• Problem requirements
Retype the following records exactly and exclude the pictures.

[Record excerpts]

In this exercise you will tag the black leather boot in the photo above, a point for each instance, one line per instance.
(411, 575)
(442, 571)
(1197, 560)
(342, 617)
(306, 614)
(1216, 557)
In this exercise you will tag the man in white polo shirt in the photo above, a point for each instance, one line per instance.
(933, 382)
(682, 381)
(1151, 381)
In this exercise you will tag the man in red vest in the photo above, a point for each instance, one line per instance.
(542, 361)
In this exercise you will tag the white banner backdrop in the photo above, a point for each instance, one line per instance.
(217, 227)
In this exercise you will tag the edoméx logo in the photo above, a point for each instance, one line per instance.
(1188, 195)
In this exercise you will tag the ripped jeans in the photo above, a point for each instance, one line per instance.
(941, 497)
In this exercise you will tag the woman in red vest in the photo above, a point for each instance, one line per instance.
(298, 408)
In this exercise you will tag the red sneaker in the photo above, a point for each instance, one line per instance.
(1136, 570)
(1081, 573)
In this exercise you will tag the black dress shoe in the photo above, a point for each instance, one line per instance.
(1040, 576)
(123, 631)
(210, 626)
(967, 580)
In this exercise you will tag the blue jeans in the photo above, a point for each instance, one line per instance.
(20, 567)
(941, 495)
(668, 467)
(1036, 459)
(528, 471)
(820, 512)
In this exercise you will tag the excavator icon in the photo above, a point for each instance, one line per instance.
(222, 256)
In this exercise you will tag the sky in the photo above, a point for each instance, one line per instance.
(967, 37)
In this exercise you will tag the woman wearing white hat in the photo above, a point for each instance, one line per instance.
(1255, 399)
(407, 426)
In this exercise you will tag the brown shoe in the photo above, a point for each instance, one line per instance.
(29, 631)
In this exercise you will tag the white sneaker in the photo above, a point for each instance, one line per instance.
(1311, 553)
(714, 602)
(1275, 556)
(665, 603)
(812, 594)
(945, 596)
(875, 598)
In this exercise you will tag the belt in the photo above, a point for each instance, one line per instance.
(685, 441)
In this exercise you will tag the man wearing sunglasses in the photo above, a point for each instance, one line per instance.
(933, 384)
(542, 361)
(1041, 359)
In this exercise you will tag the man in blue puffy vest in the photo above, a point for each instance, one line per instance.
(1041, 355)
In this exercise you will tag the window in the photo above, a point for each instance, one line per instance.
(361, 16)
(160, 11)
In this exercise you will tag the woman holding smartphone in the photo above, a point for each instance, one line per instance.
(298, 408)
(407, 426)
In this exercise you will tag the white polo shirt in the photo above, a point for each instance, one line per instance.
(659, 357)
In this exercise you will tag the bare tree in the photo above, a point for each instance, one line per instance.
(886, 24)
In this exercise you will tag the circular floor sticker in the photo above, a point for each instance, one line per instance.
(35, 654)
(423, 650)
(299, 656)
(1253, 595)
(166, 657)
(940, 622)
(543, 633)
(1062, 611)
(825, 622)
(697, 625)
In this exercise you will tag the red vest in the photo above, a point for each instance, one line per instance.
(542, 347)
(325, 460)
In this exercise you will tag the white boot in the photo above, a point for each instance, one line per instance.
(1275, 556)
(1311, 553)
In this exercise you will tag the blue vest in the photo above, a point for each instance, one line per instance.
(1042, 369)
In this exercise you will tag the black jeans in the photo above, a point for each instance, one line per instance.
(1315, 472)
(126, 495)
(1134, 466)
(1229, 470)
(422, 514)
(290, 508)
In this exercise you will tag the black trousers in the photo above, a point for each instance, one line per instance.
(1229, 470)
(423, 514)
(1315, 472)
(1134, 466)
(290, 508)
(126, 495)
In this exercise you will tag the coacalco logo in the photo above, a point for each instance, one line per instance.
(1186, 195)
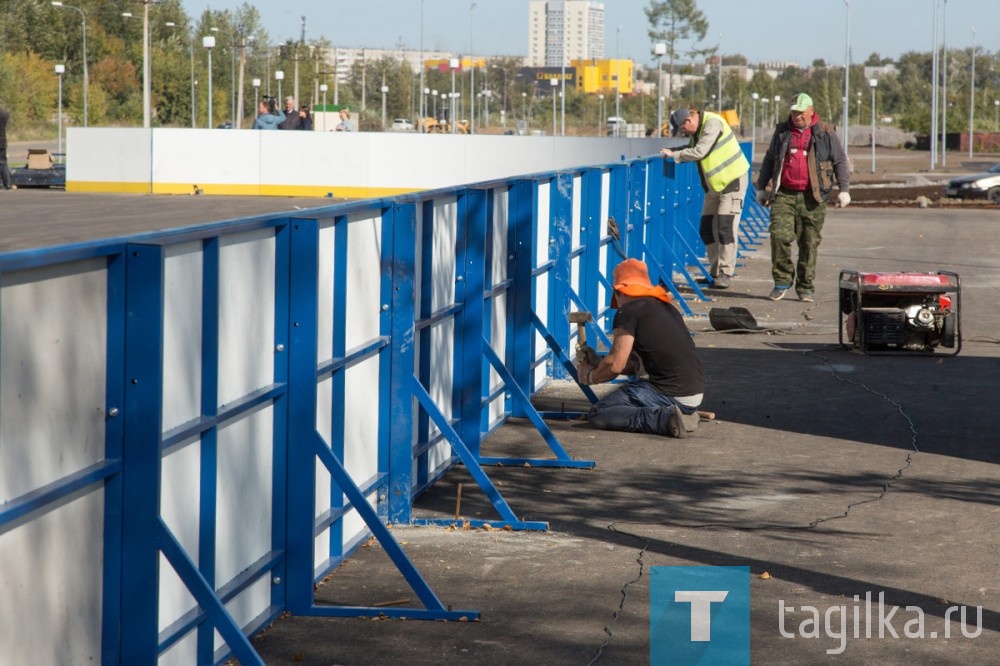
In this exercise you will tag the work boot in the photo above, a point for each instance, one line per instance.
(675, 423)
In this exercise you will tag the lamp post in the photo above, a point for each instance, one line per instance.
(323, 88)
(384, 89)
(719, 107)
(86, 79)
(847, 68)
(208, 42)
(972, 94)
(618, 82)
(873, 83)
(555, 84)
(425, 91)
(659, 50)
(472, 70)
(600, 113)
(453, 63)
(60, 70)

[/Record excerpts]

• Completed task
In this exercise you will tag the black leather boot in the photo above, a point for each instance, one line per instance.
(411, 575)
(442, 571)
(1197, 560)
(342, 617)
(306, 614)
(1216, 557)
In this exercise you will tag the man in white polo shirt in the photo above, a point for each instance, one line per instance.
(933, 382)
(682, 381)
(1151, 381)
In this exercise you will tag the man in red vest in the photo above, a point for each instance, one line per instance.
(542, 361)
In this exercise you will tag the white banner backdrop in the photo above, a point for each instance, one line per instance.
(217, 227)
In this exercise you will tag the edoméx logo in the photo above, a point for each instance, one line per instance.
(1188, 195)
In this exercise you will tag the ripped jeans in the photo above, a point for each instance, one line per instance.
(941, 497)
In this exercise you will tag the woman in red vest in the photo above, a point for each instance, one line per instance.
(298, 408)
In this exercise you will tag the red sneaker in the photo above, a point for each instance, one line per instance.
(1136, 570)
(1081, 573)
In this exercise you will tag the black dress shoe in the photo above, a point for each instance, one line per instance.
(1040, 576)
(123, 631)
(210, 626)
(967, 580)
In this exercise you will tag the blue jeans in the photo above, a point for each instance, one line per instance.
(20, 567)
(941, 495)
(668, 467)
(1036, 459)
(528, 471)
(820, 512)
In this exercise you will tag the excavator icon in the photo above, a point for each instance, one line per instance.
(222, 256)
In this exercise you will tag the sky in the photo above, a point for each instance, one line per instance.
(967, 37)
In this exercise you will tag the woman wearing white hat in the photo above, a point for each instance, one line per instance.
(1255, 399)
(407, 426)
In this exercise you will tag the brown shoe in the photo above, a point for each instance, one line per instance.
(29, 631)
In this exercise you will tag the white sneaker in the photo above, a point for each instance, one line per instance.
(1311, 553)
(714, 602)
(1275, 556)
(665, 603)
(812, 594)
(945, 596)
(875, 598)
In this exercise you will tag the belt in the photo above, a point for each instance, one line per instance.
(685, 441)
In this exercise you will tag the man wearing sunglasses in the photo above, a point for each instance, one line per instance.
(933, 384)
(542, 361)
(1041, 359)
In this exercise you will tag the man in blue puffy vest in the photo above, a point for each instance, one line per instance.
(1041, 355)
In this exercise you will tag the window in the photo above, a point for each instance, one line per instance.
(361, 16)
(160, 11)
In this exercise you will tag the woman holding smartphone in the photo above, a point for each instance, one line per instance.
(298, 408)
(407, 426)
In this exercise you will tag the white polo shirt in the photo above, a point for each instance, one line per instance.
(659, 357)
In this exercise you will tag the bare tree in the photo above, a point for each instance, one line per instance.
(886, 24)
In this exercise you will tag the circular floor sticker in the photo above, a point for each instance, one line per instance.
(35, 654)
(423, 650)
(299, 656)
(1253, 595)
(166, 657)
(940, 622)
(543, 633)
(1062, 611)
(825, 622)
(697, 625)
In this exercise you will tag the red vest in the photo above, a point for each instance, one line per instance.
(542, 347)
(325, 460)
In this exercise you will tag the white boot in the photo above, a point for each instance, one line per instance.
(1275, 556)
(1311, 553)
In this exercise you will tag the blue vest in the photo above, a point for each instance, one line per instance.
(1042, 369)
In this exercise you will tag the black jeans in the photo above, a point for each instance, one line per instance.
(1315, 472)
(126, 495)
(1134, 466)
(1229, 470)
(422, 514)
(290, 508)
In this exercise you will tag the black trousers in the photo above, a point for each instance, one line per instance.
(1229, 470)
(423, 514)
(1315, 472)
(1134, 466)
(290, 508)
(126, 495)
In this exercise you will tag the coacalco logo in the photo above, a point for each instance, one line per instance.
(1186, 195)
In this exercise you will tag the work boot in the photo above, a point for each instance, one line per instance.
(675, 423)
In this exercise you will tag the lamp post in the photo above, a point for each instance, one line per instance.
(323, 88)
(384, 89)
(719, 107)
(86, 79)
(847, 68)
(208, 42)
(972, 94)
(618, 82)
(873, 83)
(555, 84)
(425, 91)
(659, 50)
(472, 70)
(600, 113)
(453, 63)
(60, 70)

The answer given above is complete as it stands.